§ **THE TASK**:
Take the material below and reproduce, word for word, only the lines from the line with "column 240, row 113" through the line with "column 263, row 136".

§ **RECORDS SUPPLIED**:
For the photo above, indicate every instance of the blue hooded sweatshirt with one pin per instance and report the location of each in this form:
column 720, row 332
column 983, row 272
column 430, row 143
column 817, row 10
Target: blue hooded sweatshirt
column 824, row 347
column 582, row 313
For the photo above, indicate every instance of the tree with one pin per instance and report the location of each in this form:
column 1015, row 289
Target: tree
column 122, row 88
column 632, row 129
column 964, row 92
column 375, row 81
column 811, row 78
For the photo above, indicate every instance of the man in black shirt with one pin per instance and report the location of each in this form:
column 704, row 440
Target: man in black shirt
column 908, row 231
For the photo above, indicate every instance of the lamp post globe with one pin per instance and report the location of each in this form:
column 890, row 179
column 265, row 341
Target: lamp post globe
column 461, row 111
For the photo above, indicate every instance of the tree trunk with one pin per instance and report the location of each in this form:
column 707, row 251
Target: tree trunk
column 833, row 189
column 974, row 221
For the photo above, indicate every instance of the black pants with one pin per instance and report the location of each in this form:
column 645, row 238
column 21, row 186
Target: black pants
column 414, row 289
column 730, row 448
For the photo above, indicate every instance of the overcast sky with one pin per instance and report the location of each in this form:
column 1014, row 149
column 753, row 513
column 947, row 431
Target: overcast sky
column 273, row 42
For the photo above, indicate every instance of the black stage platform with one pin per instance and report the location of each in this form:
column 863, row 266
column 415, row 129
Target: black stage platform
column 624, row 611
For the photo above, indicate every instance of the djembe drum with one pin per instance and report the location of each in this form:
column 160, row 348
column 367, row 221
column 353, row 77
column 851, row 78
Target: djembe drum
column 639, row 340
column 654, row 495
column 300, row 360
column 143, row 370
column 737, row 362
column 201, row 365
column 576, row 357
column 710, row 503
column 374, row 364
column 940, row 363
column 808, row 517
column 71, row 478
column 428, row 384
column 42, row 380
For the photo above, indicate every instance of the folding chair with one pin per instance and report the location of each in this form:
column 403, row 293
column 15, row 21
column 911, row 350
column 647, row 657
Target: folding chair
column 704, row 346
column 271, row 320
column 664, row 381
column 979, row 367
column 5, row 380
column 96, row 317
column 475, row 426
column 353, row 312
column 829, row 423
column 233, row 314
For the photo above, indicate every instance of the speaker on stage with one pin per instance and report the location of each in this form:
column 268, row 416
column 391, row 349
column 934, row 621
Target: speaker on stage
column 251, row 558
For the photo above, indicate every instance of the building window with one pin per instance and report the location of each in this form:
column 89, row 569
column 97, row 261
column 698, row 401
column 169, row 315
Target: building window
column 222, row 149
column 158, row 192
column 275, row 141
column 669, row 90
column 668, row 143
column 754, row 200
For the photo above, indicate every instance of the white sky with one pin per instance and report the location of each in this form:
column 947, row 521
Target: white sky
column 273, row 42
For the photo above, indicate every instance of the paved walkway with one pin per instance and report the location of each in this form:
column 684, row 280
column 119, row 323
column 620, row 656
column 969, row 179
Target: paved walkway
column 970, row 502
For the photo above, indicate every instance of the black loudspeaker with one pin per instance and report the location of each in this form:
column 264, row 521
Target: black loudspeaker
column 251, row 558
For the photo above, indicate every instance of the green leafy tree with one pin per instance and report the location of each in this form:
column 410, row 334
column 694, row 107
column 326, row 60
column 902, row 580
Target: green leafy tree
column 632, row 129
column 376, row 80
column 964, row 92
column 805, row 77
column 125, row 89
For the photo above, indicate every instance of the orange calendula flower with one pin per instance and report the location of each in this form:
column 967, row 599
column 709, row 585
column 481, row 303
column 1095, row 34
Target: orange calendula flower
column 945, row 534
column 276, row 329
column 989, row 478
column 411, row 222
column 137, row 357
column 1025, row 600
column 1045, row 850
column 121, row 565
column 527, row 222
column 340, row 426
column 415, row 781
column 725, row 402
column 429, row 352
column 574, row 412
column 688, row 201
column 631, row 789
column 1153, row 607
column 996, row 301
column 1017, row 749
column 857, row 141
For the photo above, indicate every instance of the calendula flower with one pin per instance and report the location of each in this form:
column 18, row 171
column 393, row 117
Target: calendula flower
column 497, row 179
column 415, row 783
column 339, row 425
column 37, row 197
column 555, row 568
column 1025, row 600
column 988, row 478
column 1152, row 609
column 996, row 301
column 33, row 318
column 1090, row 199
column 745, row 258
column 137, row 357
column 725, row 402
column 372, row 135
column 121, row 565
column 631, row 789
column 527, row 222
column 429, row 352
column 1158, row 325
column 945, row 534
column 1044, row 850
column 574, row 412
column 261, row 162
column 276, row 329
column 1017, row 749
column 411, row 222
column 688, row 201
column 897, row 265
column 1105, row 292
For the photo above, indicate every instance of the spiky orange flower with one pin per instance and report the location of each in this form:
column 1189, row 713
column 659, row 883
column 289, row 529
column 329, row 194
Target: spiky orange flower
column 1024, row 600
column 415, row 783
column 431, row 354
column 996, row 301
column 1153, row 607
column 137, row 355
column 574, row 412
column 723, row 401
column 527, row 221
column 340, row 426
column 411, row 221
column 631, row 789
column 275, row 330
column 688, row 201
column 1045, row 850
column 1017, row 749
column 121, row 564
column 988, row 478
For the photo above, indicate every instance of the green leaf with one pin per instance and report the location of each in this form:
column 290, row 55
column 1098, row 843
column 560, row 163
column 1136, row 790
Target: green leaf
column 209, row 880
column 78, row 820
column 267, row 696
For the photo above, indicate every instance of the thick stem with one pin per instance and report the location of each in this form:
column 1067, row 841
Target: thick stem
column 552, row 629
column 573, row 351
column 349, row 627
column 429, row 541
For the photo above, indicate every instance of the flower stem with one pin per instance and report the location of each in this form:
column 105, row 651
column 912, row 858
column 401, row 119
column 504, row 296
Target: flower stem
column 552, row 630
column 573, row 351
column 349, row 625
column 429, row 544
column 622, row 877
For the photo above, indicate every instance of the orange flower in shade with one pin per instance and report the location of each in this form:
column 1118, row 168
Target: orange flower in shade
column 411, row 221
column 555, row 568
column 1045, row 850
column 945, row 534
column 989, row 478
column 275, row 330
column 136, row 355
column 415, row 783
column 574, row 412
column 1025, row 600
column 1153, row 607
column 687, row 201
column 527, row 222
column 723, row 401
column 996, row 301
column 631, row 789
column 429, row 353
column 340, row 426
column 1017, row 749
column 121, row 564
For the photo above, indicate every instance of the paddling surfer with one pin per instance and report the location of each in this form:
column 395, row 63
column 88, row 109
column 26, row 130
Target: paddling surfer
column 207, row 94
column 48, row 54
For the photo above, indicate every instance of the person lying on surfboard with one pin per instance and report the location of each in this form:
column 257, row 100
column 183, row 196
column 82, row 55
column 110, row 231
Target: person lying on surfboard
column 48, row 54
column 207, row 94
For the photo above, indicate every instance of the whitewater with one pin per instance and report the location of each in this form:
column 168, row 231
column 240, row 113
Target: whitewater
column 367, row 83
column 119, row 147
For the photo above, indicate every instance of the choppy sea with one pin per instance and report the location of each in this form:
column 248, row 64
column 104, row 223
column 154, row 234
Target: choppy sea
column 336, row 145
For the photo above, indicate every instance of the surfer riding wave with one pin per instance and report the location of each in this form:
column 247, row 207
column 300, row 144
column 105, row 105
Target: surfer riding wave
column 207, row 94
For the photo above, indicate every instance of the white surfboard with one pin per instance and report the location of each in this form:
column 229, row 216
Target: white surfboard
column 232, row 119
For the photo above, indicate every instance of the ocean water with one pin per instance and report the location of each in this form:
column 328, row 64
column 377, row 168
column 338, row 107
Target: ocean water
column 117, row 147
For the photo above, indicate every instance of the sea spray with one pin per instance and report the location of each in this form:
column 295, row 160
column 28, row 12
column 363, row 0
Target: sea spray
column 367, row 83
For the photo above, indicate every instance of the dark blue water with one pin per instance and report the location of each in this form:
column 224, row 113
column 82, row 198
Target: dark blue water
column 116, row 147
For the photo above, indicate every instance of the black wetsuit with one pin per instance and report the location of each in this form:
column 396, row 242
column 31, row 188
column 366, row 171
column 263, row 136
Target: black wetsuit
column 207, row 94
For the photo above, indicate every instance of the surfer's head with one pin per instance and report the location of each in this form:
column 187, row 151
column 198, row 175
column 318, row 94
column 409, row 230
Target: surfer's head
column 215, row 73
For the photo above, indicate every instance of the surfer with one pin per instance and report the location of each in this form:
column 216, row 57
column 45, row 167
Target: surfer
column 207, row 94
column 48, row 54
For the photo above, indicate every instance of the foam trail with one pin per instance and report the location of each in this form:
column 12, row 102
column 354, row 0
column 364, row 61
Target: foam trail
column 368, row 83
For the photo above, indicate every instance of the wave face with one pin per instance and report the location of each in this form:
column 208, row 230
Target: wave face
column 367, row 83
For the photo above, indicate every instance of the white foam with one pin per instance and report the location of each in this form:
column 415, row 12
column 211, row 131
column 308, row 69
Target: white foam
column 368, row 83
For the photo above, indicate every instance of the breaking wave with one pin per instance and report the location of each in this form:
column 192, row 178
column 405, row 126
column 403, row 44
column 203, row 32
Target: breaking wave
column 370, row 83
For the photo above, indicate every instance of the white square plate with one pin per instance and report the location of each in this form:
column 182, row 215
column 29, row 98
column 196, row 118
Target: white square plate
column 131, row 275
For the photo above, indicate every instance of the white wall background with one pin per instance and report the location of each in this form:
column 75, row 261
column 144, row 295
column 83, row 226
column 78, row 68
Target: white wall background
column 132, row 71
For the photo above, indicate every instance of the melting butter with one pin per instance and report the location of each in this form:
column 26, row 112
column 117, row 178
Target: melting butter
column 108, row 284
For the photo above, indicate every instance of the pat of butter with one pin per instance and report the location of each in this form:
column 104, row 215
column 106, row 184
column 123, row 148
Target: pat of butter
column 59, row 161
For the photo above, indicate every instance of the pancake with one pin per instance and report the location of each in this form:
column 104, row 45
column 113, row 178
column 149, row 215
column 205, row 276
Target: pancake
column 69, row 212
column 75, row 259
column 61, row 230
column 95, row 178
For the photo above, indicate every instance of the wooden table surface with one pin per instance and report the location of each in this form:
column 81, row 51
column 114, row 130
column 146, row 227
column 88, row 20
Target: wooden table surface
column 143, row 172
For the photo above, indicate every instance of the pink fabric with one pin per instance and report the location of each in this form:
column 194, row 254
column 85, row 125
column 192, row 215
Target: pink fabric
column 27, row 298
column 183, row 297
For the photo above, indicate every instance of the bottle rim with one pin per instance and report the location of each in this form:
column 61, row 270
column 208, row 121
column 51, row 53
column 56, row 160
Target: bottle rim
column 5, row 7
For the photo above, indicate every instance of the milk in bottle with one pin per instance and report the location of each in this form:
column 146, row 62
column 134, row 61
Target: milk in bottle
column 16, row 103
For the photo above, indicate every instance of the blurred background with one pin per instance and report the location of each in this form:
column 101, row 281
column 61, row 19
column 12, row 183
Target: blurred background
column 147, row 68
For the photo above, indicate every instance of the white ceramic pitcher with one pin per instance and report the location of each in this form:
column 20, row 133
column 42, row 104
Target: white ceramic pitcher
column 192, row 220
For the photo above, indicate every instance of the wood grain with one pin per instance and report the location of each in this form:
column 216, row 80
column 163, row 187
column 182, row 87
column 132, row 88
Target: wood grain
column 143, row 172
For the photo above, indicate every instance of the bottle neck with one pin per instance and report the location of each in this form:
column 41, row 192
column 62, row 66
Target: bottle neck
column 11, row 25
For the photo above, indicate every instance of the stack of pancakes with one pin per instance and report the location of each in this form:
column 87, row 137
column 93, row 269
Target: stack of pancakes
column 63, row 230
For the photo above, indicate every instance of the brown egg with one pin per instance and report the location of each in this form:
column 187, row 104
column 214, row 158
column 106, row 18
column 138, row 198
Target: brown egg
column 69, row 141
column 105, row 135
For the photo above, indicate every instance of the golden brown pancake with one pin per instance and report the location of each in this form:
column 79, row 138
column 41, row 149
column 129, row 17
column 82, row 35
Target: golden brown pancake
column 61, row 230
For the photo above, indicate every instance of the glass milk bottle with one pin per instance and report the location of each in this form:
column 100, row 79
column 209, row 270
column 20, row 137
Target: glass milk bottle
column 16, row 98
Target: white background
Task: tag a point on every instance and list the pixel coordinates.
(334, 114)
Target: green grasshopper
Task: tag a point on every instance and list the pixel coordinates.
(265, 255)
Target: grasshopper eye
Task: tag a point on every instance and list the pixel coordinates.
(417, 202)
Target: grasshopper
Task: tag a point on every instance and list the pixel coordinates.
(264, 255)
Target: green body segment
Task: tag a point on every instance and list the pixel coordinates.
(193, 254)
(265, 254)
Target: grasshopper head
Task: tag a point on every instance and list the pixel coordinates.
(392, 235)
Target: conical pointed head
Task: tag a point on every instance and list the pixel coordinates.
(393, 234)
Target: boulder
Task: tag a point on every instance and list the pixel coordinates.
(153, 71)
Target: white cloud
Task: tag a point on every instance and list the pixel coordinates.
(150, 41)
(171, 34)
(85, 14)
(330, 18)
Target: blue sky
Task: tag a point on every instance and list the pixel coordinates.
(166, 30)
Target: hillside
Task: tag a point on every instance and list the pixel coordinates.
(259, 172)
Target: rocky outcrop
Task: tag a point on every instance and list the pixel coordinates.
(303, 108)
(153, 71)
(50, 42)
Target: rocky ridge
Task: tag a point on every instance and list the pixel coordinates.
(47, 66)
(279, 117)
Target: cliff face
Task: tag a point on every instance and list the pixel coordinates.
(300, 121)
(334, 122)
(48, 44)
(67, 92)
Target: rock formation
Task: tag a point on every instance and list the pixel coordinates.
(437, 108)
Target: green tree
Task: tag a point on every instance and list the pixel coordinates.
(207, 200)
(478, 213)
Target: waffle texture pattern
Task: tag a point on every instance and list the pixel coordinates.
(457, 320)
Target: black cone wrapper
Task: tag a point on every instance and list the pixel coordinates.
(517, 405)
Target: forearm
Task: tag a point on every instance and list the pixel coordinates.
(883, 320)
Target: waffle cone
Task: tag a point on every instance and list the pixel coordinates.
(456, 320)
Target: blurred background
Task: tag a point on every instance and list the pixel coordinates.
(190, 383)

§ **COMPLETED TASK**:
column 240, row 113
Target: whitewater
column 367, row 83
column 119, row 147
For the photo above, indicate every instance of the choppy sea with one pin per instance and report the location of each in this form:
column 248, row 64
column 104, row 223
column 154, row 234
Target: choppy sea
column 336, row 145
For the photo above, indicate every instance of the surfer riding wave with one pin per instance and report the location of each in this form:
column 247, row 207
column 300, row 144
column 105, row 105
Target: surfer riding wave
column 207, row 94
For the photo above, indicate every instance of the white surfboard with one pin per instance and report the location of each in this form:
column 229, row 216
Target: white surfboard
column 232, row 119
For the photo above, indicate every instance of the ocean water with one pin per instance and report the location of each in this form:
column 328, row 64
column 377, row 168
column 338, row 107
Target: ocean water
column 117, row 147
For the photo above, indicate every instance of the sea spray with one pin per instance and report the location of each in this form:
column 295, row 160
column 28, row 12
column 363, row 0
Target: sea spray
column 367, row 83
For the photo above, indicate every instance of the dark blue water with one pin per instance and report the location of each in this form:
column 224, row 113
column 82, row 198
Target: dark blue water
column 116, row 147
For the photo above, indicate every instance of the black wetsuit with one pin per instance and report the location of each in this form:
column 396, row 242
column 31, row 188
column 366, row 171
column 263, row 136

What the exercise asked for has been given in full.